---------- Quoted passage

USC's epic, emotional Rose Bowl win over Penn State is why bowls matter

USC's epic, emotional Rose Bowl win over Penn State is why bowls matter

Published Jan. 3, 2017 8:48 a.m. ET

PASADENA, Calif. — Monday’s Rose Bowl was not a College Football Playoff game. It didn’t feature the highest-ranked teams in the Pac-12 or the Big Ten. It also didn’t get constant TV promotion during the other 30-plus bowl games.

But if you think USC’s 52-49 victory over Penn State wasn't meaningful, you weren’t paying attention to the riveting four-hour-and-12 minute commercial for how fun and engrossing college football can be. If you weren’t tuned in, you really should’ve seen Trojan coaches and players with tears streaming down their faces after sprinting onto the field to celebrate with each other after kicker Matt Boermeester booted a 46-yard field goal with no time remaining to cap a 17-point rally.

Or you should’ve stared at the dozens of Penn State players frozen on the Nittany Lions sideline as they watched in disbelief of a game where they fell behind 13-0, then battled back just like they had earlier this season when the young team that was unranked in the preseason rallied from a 21-7 deficit against Ohio State to knock off the Buckeyes, or a 13-3 deficit to defeat Minnesota, or that 24-14 score they’d overcome against Indiana, or even that 28-7 hole to beat Wisconsin to win the Big Ten title. This time, though, Penn State wasn’t the one celebrating as the clock showed 0:00.

Lynn Swann and Clay Helton



Or you should’ve walked with Penn State’s spectacular sophomore tailback Saquon Barkley as he waded into the Trojans mid-field celebration to congratulate USC players one by one. I stopped counting at a half-dozen that he approached. Some of the Trojan defenders will probably be having nightmares of No. 26. Not just the eight Trojans who had a chance to bring him down and ended up flailing at air on his 79-yard touchdown run in the third quarter, but the rest of them that marveled at his 194 yards on the night.

--------------------
---------- Collected data

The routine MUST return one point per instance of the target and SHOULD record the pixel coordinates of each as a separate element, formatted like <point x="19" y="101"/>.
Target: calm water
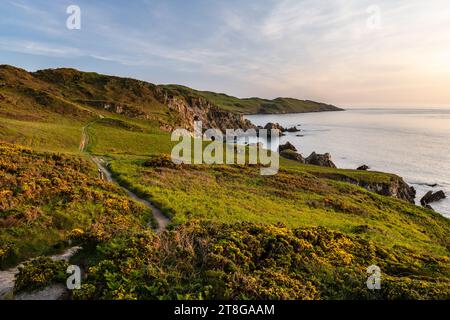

--------------------

▶ _Written request_
Can you reproduce word for word the part of the Rose Bowl article above that opens with "Or you should’ve walked" and closes with "on the night."?

▶ _Written answer_
Or you should’ve walked with Penn State’s spectacular sophomore tailback Saquon Barkley as he waded into the Trojans mid-field celebration to congratulate USC players one by one. I stopped counting at a half-dozen that he approached. Some of the Trojan defenders will probably be having nightmares of No. 26. Not just the eight Trojans who had a chance to bring him down and ended up flailing at air on his 79-yard touchdown run in the third quarter, but the rest of them that marveled at his 194 yards on the night.